Several models of electrical equivalent circuits have been reported in the literature on EL in recent years [10,11,12,13,14,15,16]. Most of the modeling was performed using a secondary RC ladder circuit based on the static–dynamic modeling of the electrolysis cell. Most literature focuses only on parameter extraction and model accuracy, and modeling considering diffusion kinetics has been neglected. There is an observation that diffusion kinetics is in line with the meaning of considering hydrogen production. For this reason, it is also a part that cannot be completely excluded from modeling electrical equivalent circuits. Electrolyzers are electrochemical devices that require some time (time constant) to stabilize their steady-state operation due to rapid changes in operating conditions (e.g., input current and input voltage) due to the effect of mass transfer by diffusion. This is a result of the effect of the electric double-layer. In order to model an electrical equivalent circuit considering the dynamic characteristics of a water electrolyzer, a process or scenario suitable for it is required. (1) The I-V characteristic curve is obtained by conducting experiments on the cell or the stack of water electrolyzers, and the steady-state characteristics are confirmed. (2) The transient state characteristics of the output cell’s voltage in the input current region where the water electrolyzer operates mainly are verified. (3) An electrical equivalent circuit model is constructed by considering diffusion dynamics using the characteristics of steady and transient states. (4) An operating frequency that contributes to hydrogen production from the configured equivalent circuit’s modeling parameters is selected.

Therefore, in this paper, considering the steady and transient characteristics of cell voltages by step input, we reconstructed an electrical equivalent circuit comprising the primary RC model type, which is more intuitive rather than the existing secondary RC model. The required operating frequency was selected by pulse electrolysis from the parameters of the reconstructed equivalent circuit. To validate the proposed parameter identification method, a simulation was constructed with raw test data of a 400 W commercial PEM electrolyzer, and the hydrogen evolution versus DC was compared by conducting pulsed electrolysis experiments at the operating frequency obtained by the proposed method.

2. Electrical Equivalent Circuit Modeling

2.1. PEM Cell Voltage Transient Characteristics

The conventional electrical equivalent circuit configuration is modeled after the actual configuration of the membrane electrode assembly (MEA) of the PEM stack, as shown in Figure 1. It has a secondary RC model in the form of a cathode, membrane, and anode. The parameters of the equivalent circuit mainly consist of a resistance element and a constant phase element (CPE) component. CPE is mainly used as a double-layer capacitor, and it is expressed in the form of an electrode in parallel with the electrode’s resistance.

Problems to work on:
(1) Update the electrolyzer circuit passage from "2.1. PEM Cell" up to and including "the electrode’s resistance.", putting "PEM electrolyzer stack" in place of "PEM stack".
(2) Carry the electrolyzer circuit passage forward from its last sentence.

Listed entries:

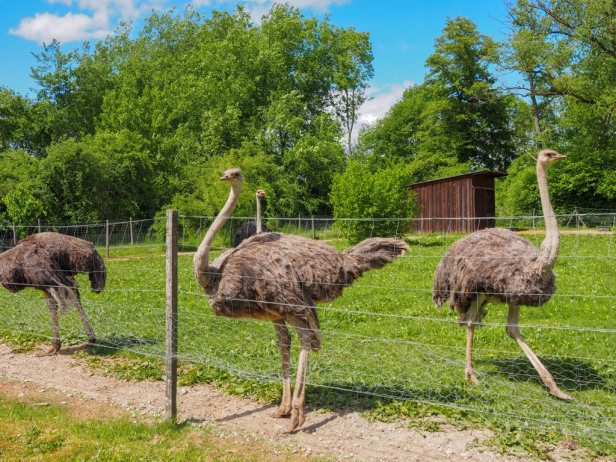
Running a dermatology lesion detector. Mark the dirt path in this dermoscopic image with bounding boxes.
[0,344,571,462]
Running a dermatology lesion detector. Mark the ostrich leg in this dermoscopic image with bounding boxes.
[464,322,479,385]
[285,318,312,433]
[507,306,573,399]
[272,321,291,418]
[36,291,62,357]
[458,296,485,385]
[70,289,96,346]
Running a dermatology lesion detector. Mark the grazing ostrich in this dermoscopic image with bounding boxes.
[0,233,107,356]
[233,189,270,247]
[194,168,409,433]
[432,149,572,399]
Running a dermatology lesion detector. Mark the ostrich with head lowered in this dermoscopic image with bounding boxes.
[432,149,572,399]
[0,233,107,356]
[194,168,409,433]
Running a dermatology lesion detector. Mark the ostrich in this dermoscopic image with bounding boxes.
[194,168,409,433]
[233,189,270,247]
[0,232,107,356]
[432,149,572,399]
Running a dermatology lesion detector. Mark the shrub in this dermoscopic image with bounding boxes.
[330,160,417,243]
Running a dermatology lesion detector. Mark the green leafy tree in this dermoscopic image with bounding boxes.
[508,0,616,212]
[330,160,417,243]
[424,17,515,171]
[2,183,45,231]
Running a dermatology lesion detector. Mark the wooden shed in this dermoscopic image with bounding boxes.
[410,170,507,233]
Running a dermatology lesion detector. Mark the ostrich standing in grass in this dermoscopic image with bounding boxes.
[194,168,409,433]
[233,189,270,247]
[432,149,572,399]
[0,233,107,356]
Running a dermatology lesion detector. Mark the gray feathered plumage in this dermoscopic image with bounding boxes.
[0,232,107,354]
[206,233,409,350]
[194,169,409,432]
[432,149,571,399]
[432,228,556,321]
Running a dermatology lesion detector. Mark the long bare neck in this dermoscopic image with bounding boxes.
[257,196,263,234]
[193,184,242,291]
[534,162,560,278]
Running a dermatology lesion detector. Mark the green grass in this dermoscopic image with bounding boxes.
[0,392,310,462]
[0,234,616,457]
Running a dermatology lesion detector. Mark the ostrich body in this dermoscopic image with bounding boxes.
[194,169,409,433]
[0,232,107,356]
[233,189,270,247]
[432,149,572,399]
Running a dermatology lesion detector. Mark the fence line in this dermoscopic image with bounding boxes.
[0,214,616,442]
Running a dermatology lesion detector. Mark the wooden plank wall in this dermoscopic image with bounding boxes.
[411,175,495,233]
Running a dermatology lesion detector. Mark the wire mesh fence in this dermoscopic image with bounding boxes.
[0,213,616,442]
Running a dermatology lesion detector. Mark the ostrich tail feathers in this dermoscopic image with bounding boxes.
[344,237,411,272]
[432,267,450,308]
[306,308,323,351]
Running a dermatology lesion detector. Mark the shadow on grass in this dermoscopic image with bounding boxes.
[306,381,490,414]
[90,335,162,356]
[404,238,447,247]
[485,358,616,392]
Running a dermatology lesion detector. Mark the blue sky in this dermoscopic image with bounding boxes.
[0,0,505,129]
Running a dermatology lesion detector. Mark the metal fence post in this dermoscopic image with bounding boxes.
[105,220,109,258]
[165,210,178,422]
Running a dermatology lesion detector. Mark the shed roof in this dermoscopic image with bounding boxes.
[409,170,507,188]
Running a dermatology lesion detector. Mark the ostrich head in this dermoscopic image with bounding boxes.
[536,149,567,168]
[220,168,244,186]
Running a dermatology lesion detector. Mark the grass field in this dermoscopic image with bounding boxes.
[0,226,616,457]
[0,385,310,462]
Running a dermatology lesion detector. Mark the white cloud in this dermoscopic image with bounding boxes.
[352,80,415,143]
[9,13,110,44]
[9,0,168,44]
[357,80,414,125]
[287,0,351,11]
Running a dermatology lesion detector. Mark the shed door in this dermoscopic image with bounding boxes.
[473,188,496,229]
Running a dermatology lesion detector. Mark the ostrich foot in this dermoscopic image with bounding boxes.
[284,405,306,435]
[34,345,60,358]
[270,406,291,419]
[550,388,573,401]
[464,367,481,385]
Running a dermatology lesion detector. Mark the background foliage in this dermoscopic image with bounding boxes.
[0,0,616,229]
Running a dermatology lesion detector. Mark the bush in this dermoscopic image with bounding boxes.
[330,160,417,243]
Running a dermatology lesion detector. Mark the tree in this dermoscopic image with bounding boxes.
[424,17,515,170]
[508,0,616,212]
[331,28,374,156]
[2,183,45,229]
[330,160,417,243]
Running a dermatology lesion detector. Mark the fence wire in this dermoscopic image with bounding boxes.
[0,214,616,442]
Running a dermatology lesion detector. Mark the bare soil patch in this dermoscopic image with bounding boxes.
[0,344,588,462]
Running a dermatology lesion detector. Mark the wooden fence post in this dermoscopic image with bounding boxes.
[165,210,178,422]
[105,220,109,258]
[310,215,317,239]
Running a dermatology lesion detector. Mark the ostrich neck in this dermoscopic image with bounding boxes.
[193,184,242,290]
[257,196,263,234]
[534,163,560,278]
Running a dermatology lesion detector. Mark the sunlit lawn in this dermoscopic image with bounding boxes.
[0,229,616,456]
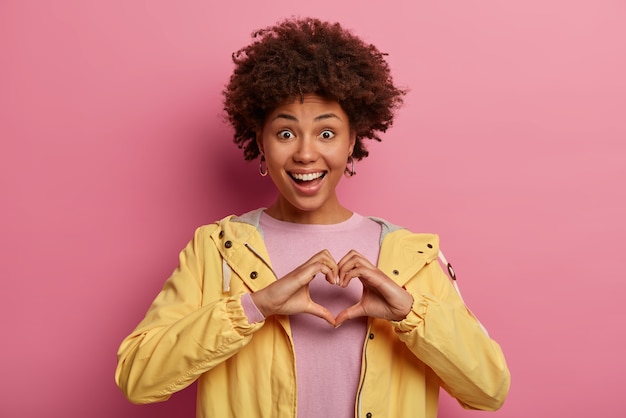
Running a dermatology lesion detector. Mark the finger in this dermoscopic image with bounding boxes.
[308,250,339,284]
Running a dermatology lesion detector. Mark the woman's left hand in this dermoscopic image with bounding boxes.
[335,250,413,327]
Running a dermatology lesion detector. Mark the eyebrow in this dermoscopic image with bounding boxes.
[272,113,341,122]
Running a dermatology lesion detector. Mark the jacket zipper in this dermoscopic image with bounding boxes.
[356,324,372,418]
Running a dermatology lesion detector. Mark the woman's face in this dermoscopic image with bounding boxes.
[257,94,355,224]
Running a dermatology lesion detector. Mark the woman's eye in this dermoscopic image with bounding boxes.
[278,131,293,139]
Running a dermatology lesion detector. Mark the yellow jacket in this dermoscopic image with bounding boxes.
[115,210,510,418]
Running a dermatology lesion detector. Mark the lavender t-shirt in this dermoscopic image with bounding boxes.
[251,213,381,418]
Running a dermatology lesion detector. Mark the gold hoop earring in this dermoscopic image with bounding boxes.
[343,155,356,178]
[259,154,267,177]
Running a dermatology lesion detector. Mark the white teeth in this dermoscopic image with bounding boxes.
[291,172,324,181]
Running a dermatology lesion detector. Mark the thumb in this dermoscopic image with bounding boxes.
[335,303,365,328]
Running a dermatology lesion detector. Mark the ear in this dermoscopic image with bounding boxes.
[348,131,356,156]
[254,129,265,154]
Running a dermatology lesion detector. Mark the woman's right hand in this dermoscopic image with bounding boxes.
[250,250,338,326]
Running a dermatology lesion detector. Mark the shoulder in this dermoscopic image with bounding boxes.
[195,208,263,240]
[370,217,439,262]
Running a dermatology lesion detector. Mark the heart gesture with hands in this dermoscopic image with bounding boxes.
[251,250,413,327]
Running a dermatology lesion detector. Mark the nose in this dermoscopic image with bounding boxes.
[293,135,319,164]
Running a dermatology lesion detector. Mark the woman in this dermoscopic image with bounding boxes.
[116,19,510,418]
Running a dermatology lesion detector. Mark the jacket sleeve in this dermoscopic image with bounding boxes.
[393,261,510,410]
[115,227,263,403]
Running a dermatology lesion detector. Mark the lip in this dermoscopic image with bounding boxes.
[287,170,328,196]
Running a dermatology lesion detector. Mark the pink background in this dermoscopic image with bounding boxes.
[0,0,626,418]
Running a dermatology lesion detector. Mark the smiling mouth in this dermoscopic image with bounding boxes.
[289,171,326,184]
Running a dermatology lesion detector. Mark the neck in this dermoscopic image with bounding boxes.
[265,199,352,225]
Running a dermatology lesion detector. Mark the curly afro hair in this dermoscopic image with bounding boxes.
[223,18,406,160]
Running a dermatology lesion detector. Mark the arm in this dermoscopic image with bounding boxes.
[115,227,263,403]
[392,262,510,410]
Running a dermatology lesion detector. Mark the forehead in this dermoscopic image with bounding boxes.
[266,94,348,123]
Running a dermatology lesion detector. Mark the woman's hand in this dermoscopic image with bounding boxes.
[250,250,338,325]
[335,250,413,327]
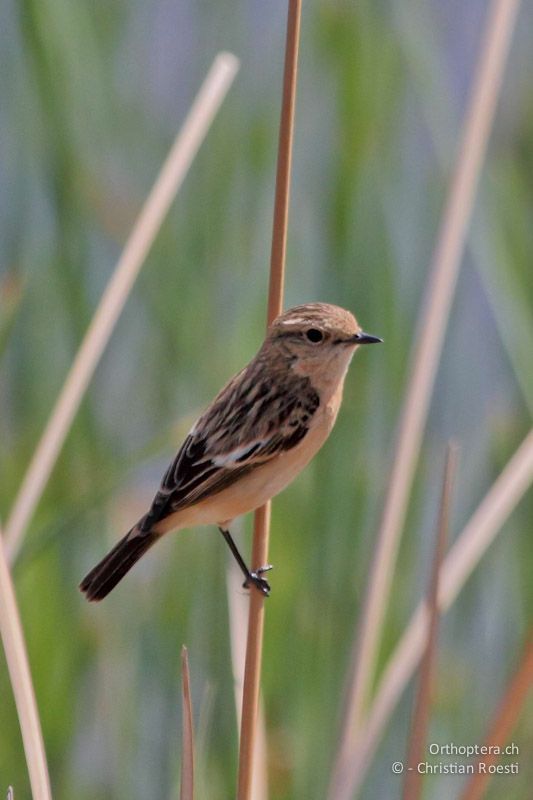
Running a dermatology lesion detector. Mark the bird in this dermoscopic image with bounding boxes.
[80,303,383,601]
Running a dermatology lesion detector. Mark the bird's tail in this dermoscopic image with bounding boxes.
[80,524,159,600]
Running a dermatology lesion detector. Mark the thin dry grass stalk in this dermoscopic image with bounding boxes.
[0,532,52,800]
[5,53,238,562]
[226,559,268,800]
[460,631,533,800]
[237,0,302,800]
[330,0,519,800]
[180,645,194,800]
[336,424,533,798]
[403,445,457,800]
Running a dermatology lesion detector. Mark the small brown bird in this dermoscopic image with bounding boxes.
[80,303,382,600]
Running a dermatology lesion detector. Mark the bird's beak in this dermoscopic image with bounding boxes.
[348,331,383,344]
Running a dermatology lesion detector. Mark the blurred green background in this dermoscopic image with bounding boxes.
[0,0,533,800]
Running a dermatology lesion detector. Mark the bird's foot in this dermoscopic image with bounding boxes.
[243,564,272,597]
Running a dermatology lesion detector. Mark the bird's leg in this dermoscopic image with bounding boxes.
[219,527,272,597]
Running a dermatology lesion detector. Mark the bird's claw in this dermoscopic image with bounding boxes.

Responses for each task:
(1)
2.1. PEM Cell Voltage Transient Characteristics

The conventional electrical equivalent circuit configuration is modeled after the actual configuration of the membrane electrode assembly (MEA) of the PEM electrolyzer stack, as shown in Figure 1. It has a secondary RC model in the form of a cathode, membrane, and anode. The parameters of the equivalent circuit mainly consist of a resistance element and a constant phase element (CPE) component. CPE is mainly used as a double-layer capacitor, and it is expressed in the form of an electrode in parallel with the electrode’s resistance.

(2)
When the step input current is applied to the PEM stack, the cell’s voltage in the primary and secondary transient states can be checked in the conventional MEA electrical equivalent circuit configuration, as shown in Figure 2. These two transients are typical of PEM stacks. The first-order transient means a very fast transient that appears at the cathode, and its time constant has a very small value. Conversely, the second-order transient state means a very slow transient state appearing at the anode, and its time constant has a very large value.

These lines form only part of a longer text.